| GOAL OF THE EXERCISE |
The reply must consist of the complete listing, reproduced exactly, with no images included.

| TASK DATA |
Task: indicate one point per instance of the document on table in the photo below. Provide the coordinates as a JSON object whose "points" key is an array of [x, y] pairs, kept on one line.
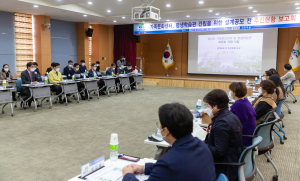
{"points": [[198, 131], [112, 173]]}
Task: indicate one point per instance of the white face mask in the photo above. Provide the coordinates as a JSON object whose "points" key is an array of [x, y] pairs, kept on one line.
{"points": [[259, 91]]}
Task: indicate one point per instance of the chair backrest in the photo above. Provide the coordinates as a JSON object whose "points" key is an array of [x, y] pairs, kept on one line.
{"points": [[222, 177], [18, 85], [265, 131], [248, 156], [278, 109]]}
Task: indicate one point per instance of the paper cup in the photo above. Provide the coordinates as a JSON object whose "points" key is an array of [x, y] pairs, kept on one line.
{"points": [[114, 139]]}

| RESULT FOR THIS EXERCISE |
Task: indicate one point per instance of the document on table in the photo below. Provide the coordinates as a JSON object whose "points" key is an array of [x, y] pairs, kept on one line.
{"points": [[198, 131], [112, 173]]}
Task: indicate one point per instance of the white face mask in the photo above. Provide the coordinates as a JSON object whose "points" key is an array of [x, y] pairs, kept on one line.
{"points": [[259, 91]]}
Task: indicate one point per instance of the chair backrest in the photo above. Provide the coordinates as a JSON object whose "points" key is an array of [x, y] pairs, kept on one line.
{"points": [[222, 177], [18, 85], [265, 131], [248, 156], [278, 109]]}
Task: indicate one point per instance of the paper cup in the photo above. Provide the coordinates as a JSON object whose "points" key is an array of [x, y] pairs, kept on one line.
{"points": [[114, 139]]}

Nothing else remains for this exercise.